Instructions to follow:
Reproduce the entire listing exactly. Leave the pictures out.

Source records:
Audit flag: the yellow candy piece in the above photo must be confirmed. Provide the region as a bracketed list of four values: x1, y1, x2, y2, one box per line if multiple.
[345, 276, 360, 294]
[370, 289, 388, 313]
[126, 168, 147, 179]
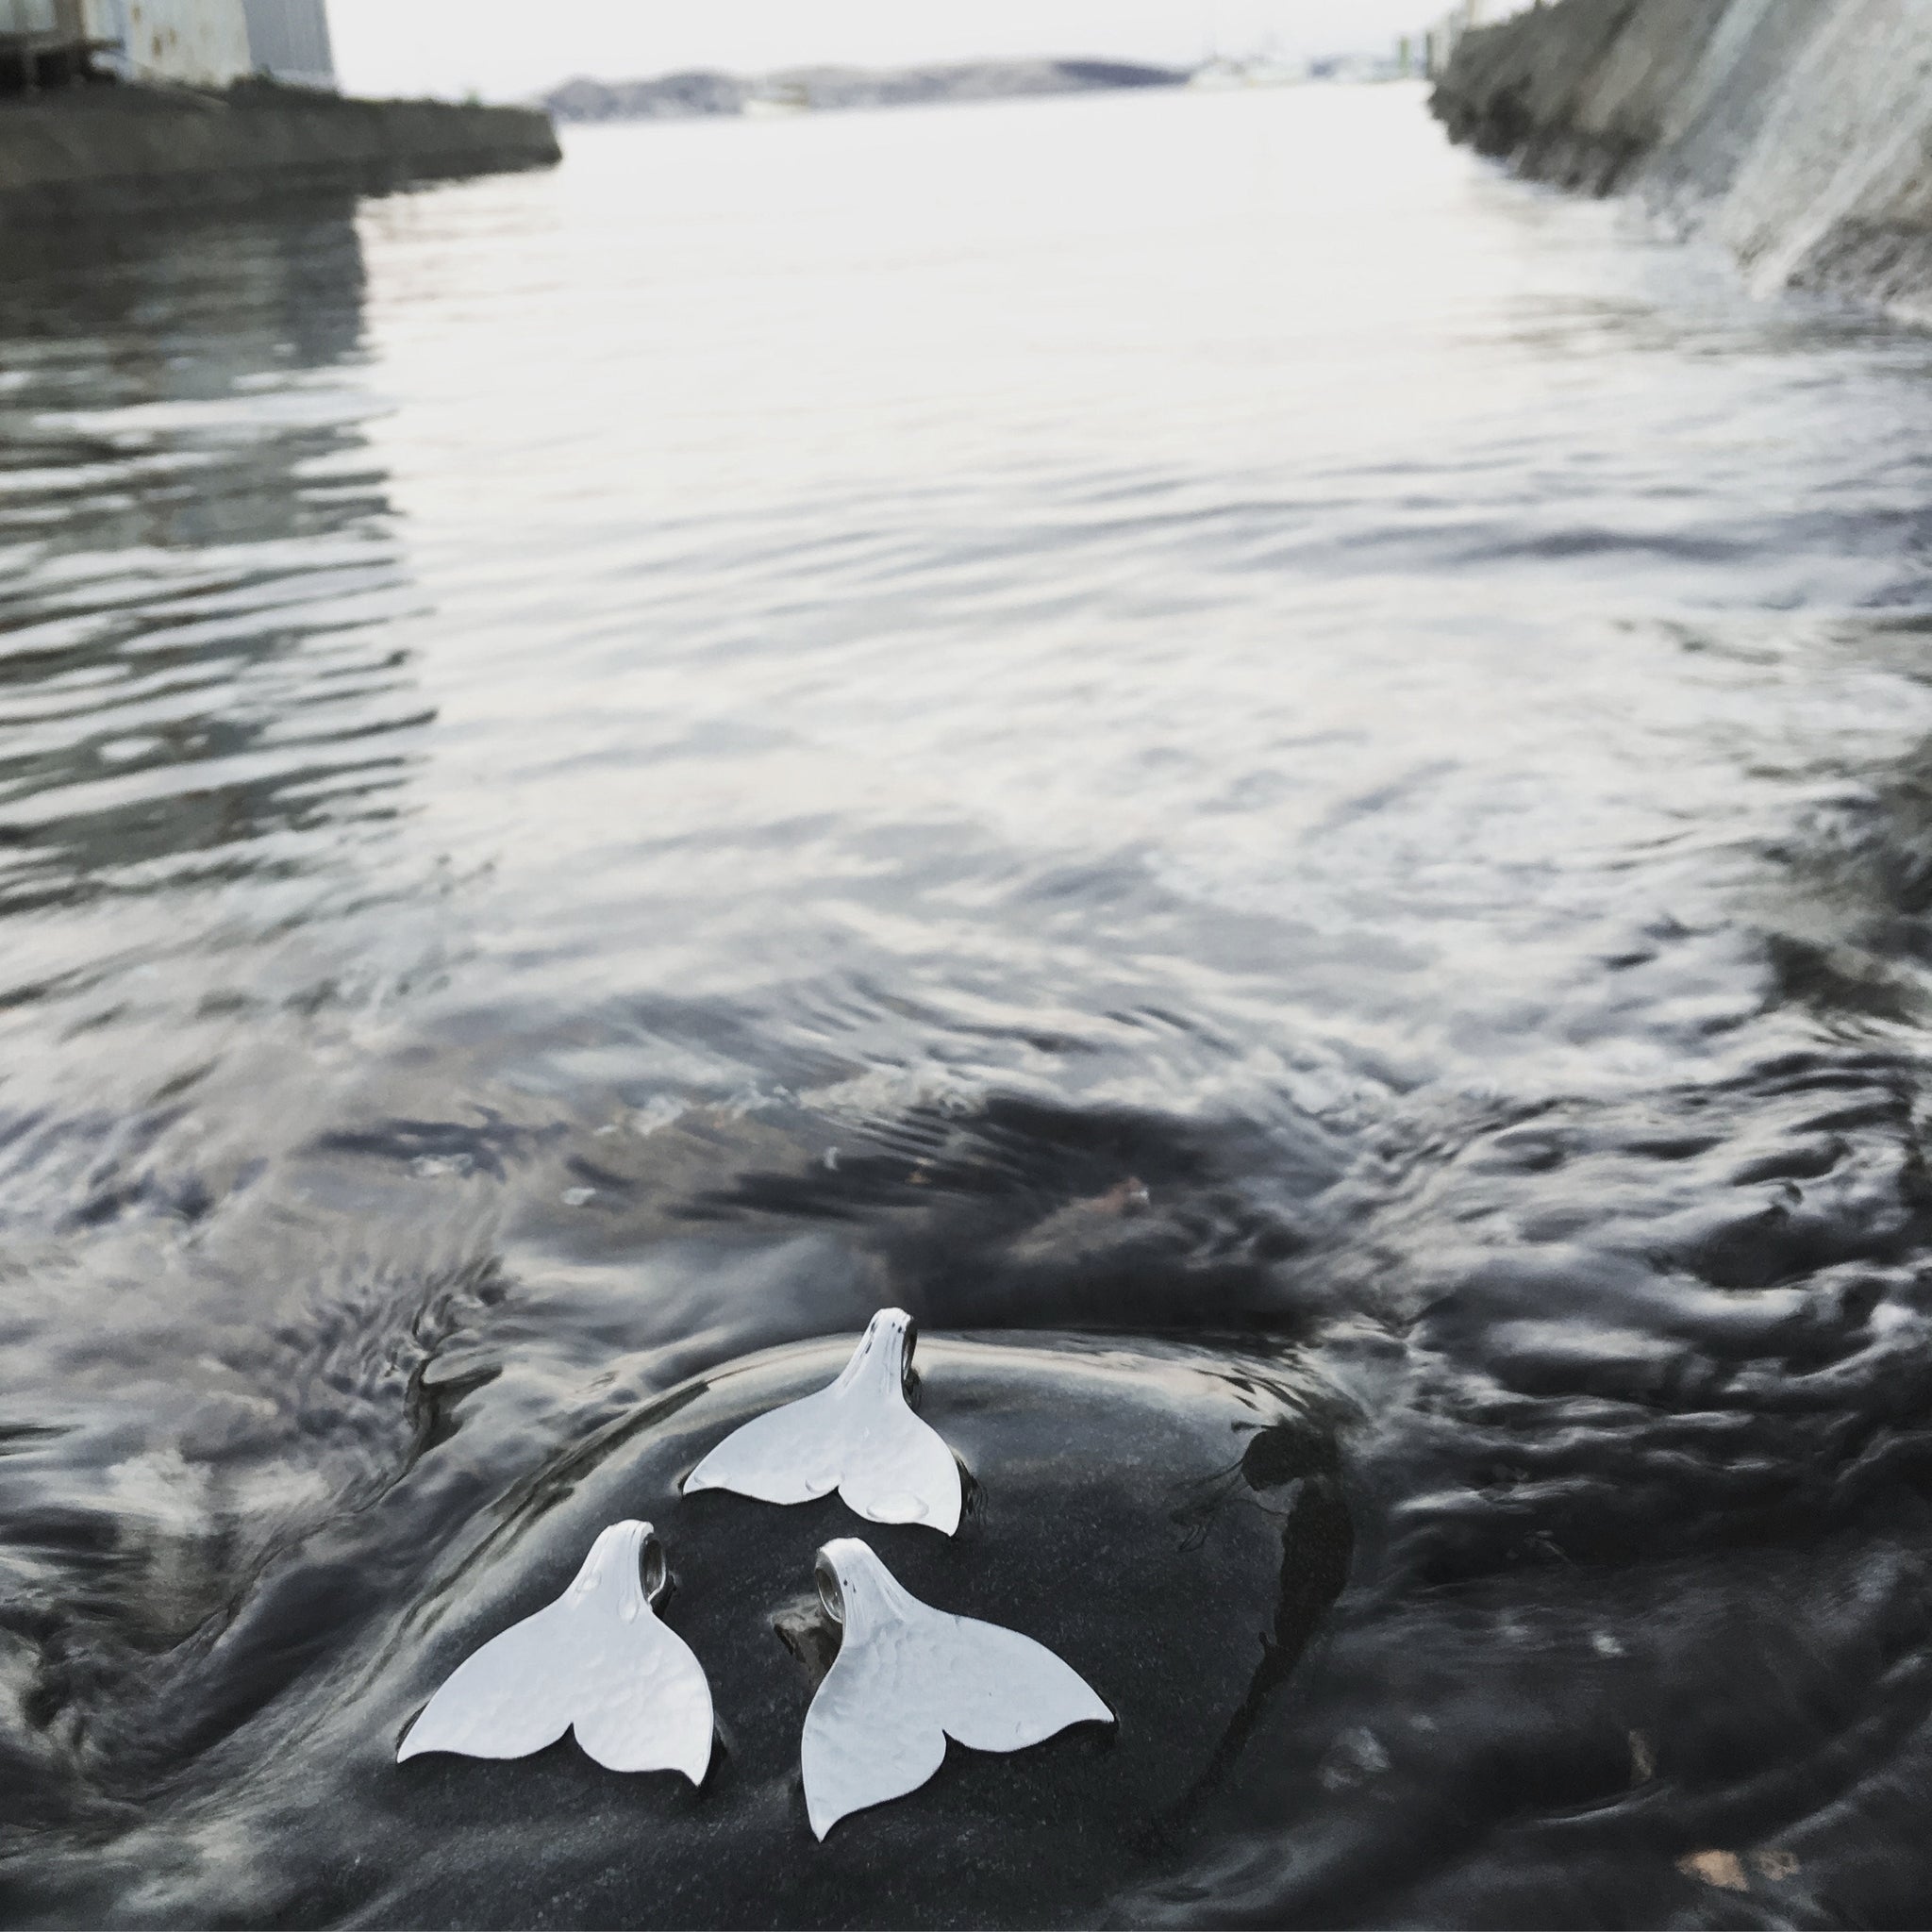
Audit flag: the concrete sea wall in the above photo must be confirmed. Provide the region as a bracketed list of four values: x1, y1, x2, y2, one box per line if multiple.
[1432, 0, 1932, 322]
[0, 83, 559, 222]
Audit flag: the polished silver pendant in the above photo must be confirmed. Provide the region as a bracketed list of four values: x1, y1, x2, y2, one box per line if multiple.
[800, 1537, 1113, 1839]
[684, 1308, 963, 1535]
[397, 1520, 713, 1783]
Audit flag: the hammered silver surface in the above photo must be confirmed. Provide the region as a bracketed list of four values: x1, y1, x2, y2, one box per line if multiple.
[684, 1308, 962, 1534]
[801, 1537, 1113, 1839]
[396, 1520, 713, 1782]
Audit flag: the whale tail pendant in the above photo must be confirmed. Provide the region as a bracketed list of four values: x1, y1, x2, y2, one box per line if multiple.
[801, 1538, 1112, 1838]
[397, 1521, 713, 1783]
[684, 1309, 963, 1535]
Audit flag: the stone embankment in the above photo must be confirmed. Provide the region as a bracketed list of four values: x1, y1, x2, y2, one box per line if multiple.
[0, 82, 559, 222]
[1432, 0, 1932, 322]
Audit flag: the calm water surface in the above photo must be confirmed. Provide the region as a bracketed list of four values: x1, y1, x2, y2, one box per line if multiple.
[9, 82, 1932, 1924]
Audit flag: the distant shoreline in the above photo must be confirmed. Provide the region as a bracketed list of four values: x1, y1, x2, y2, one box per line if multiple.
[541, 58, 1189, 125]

Reply:
Audit flag: the yellow candy piece in the above photo must be confirmed. Provide the region as a bracketed list of four values: x1, y1, x2, y2, one box per line if multiple.
[345, 276, 360, 294]
[370, 289, 388, 313]
[126, 168, 147, 179]
Audit flag: the concrete sea wall in the above photo must be confirmed. Provide the region as a bracketed list of four values: x1, y1, x2, y2, one box per line if multiple.
[1432, 0, 1932, 322]
[0, 83, 559, 222]
Audit flag: the polished silver pendant in the above photo must be confirmed. Provide the region as a bracketed list of four values: x1, y1, x2, y2, one box per line if multiple.
[800, 1537, 1113, 1839]
[684, 1308, 963, 1535]
[397, 1520, 713, 1783]
Audit flag: the hammered silver surface in the above photo must be confirmed. Provide the region as a bracketed list of four values: x1, y1, x2, y2, one box per line if multiple.
[684, 1308, 962, 1534]
[801, 1537, 1113, 1839]
[396, 1520, 713, 1782]
Audit flag: the whale tail pendant in the above photo must be confirmed. Provide the region as a bracketed list of four values: x1, y1, x2, y2, one box per line if multiple.
[801, 1538, 1112, 1838]
[397, 1521, 713, 1783]
[684, 1309, 963, 1535]
Audit flag: the stone embankment in the above photo must be confirmed. Provide the region as a bracketed list of four values: x1, y1, x2, y2, one box per line if multiple.
[0, 82, 559, 222]
[1432, 0, 1932, 322]
Audit flag: the calm water surface in the above photo must be confirmed. Provide the region as a bracketed list of four values: x1, y1, x2, y2, one box per line if multiple.
[9, 82, 1932, 1924]
Audit flag: the distant shoreline in the above photo must be confirmed. Provide the region as a bracketed list of four values: x1, y1, x2, y2, one box per line if multiple.
[541, 58, 1189, 125]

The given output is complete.